▶ **EXTRACTED RECORDS**:
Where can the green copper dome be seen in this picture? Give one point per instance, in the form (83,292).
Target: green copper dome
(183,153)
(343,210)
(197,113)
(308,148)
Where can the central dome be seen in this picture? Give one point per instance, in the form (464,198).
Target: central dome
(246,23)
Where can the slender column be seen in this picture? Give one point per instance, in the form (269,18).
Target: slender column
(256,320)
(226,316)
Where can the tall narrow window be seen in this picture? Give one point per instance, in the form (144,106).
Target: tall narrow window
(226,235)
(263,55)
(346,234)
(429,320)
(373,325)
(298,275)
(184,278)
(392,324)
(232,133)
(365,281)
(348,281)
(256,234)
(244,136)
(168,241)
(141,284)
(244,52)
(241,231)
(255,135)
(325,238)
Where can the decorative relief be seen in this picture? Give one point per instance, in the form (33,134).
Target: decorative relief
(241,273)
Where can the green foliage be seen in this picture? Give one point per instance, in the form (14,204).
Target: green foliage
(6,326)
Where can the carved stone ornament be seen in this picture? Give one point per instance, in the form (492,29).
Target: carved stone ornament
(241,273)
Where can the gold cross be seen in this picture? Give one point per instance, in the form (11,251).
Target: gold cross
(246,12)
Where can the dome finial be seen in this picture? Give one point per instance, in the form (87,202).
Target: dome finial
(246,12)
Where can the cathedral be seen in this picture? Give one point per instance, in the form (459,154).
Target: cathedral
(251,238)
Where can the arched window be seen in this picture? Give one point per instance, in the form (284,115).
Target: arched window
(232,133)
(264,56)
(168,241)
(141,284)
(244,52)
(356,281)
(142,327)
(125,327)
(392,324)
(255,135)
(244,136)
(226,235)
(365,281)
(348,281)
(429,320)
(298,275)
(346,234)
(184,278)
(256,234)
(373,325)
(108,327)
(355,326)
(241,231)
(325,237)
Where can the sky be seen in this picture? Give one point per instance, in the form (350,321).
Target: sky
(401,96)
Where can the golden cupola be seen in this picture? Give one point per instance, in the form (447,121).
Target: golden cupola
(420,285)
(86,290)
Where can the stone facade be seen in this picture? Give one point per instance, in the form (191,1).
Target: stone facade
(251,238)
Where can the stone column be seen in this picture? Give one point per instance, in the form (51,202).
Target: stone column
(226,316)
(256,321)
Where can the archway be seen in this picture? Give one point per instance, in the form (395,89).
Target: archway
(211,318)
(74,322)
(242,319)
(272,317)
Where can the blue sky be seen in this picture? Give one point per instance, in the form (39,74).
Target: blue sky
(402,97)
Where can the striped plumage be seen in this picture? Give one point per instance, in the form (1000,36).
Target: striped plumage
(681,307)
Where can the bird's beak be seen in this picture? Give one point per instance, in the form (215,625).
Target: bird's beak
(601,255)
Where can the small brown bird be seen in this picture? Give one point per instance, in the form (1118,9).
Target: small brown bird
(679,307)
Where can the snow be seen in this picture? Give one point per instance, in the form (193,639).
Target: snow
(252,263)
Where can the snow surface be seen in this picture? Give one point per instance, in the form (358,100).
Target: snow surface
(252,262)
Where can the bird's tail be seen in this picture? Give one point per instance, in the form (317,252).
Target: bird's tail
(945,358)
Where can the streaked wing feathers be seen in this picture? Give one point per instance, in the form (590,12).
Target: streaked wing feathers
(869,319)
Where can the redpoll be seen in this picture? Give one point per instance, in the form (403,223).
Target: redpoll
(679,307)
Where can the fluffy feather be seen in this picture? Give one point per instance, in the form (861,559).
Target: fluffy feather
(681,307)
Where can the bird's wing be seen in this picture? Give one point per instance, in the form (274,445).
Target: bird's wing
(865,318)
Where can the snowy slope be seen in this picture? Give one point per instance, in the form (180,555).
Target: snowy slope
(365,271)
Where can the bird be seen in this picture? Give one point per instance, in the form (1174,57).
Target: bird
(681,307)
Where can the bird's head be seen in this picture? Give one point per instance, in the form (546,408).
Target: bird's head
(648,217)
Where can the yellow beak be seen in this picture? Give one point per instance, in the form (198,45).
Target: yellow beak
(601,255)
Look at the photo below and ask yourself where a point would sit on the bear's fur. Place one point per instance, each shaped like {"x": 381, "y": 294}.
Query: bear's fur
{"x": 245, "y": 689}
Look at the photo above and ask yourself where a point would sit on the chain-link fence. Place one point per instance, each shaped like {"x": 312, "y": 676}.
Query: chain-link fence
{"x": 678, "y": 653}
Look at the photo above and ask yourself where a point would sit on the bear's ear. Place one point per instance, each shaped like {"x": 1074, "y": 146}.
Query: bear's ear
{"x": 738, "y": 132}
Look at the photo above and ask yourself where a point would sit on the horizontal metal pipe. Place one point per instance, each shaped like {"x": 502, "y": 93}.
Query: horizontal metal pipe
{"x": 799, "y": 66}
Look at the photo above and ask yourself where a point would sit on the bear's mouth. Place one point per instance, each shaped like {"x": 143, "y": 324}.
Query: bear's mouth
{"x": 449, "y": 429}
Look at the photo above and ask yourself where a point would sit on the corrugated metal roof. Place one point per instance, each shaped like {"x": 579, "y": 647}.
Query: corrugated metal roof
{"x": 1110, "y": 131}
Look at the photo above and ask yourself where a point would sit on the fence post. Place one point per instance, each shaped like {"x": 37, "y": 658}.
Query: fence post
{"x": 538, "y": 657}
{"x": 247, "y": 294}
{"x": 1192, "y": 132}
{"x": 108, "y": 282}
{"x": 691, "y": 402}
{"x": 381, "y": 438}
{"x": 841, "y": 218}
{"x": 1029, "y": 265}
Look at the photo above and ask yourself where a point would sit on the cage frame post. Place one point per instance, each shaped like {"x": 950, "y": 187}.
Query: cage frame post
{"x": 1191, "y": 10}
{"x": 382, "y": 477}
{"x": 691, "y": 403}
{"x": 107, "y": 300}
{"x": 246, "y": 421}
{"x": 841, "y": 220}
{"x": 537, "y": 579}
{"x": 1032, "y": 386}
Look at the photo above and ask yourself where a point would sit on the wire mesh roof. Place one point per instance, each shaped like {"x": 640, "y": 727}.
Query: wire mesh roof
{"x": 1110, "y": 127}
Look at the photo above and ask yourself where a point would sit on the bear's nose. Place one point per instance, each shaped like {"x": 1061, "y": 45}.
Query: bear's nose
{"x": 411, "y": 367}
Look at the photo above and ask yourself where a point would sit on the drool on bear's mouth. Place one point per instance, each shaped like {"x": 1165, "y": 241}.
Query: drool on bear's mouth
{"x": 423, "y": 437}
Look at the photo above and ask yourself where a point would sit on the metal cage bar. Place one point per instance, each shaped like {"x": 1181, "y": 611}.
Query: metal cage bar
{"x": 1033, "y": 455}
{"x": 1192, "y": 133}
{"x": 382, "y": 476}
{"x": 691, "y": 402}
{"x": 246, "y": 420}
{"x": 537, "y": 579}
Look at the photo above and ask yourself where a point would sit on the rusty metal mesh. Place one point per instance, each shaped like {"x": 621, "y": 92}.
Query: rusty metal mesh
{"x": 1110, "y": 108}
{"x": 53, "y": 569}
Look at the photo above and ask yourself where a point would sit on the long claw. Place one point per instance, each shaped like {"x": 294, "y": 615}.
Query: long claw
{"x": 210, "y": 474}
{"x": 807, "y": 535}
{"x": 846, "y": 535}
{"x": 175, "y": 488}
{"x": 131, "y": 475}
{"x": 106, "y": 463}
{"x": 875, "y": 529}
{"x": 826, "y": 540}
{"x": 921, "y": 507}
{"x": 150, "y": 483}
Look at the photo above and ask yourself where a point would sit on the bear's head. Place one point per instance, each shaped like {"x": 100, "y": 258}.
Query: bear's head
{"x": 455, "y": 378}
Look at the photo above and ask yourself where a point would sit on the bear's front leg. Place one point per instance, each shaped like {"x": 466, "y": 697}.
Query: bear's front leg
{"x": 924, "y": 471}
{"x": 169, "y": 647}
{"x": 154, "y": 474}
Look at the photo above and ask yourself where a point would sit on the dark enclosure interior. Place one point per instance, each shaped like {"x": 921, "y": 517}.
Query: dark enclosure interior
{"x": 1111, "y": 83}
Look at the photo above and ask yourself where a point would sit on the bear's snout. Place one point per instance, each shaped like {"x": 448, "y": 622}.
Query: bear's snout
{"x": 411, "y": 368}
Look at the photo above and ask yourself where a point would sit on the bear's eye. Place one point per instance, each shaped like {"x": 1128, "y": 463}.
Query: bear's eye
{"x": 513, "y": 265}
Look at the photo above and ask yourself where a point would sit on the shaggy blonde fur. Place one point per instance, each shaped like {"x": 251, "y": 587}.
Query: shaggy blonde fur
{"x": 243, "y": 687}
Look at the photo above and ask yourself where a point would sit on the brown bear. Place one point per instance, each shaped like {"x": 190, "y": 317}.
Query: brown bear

▶ **REQUIRED WORK**:
Repeat only what runs from the line holding "the bear's snout." to the end of the data, keeping every line exactly as written, first and last included.

▶ **ANSWER FOR THIS EXERCISE**:
Look at the photo above and ask yourself where a point would sit on the bear's snout. Place one point per instance, each shaped like {"x": 448, "y": 622}.
Query: bear's snout
{"x": 411, "y": 368}
Look at the photo above and ask yourself where a point would sit on the bear's eye. Place one point per instance, each shaped like {"x": 1128, "y": 463}.
Query: bear's eye
{"x": 513, "y": 265}
Look at the photo above and ask yourself where a point would sit on the shaggy blonde fur. Place one point per instance, each shaped like {"x": 251, "y": 587}.
Query: shaggy blonde fur
{"x": 243, "y": 687}
Look at the photo above and ask yourself where a point would sit on the brown bear. Place one point per instance, each shaped like {"x": 190, "y": 317}.
Query: brown bear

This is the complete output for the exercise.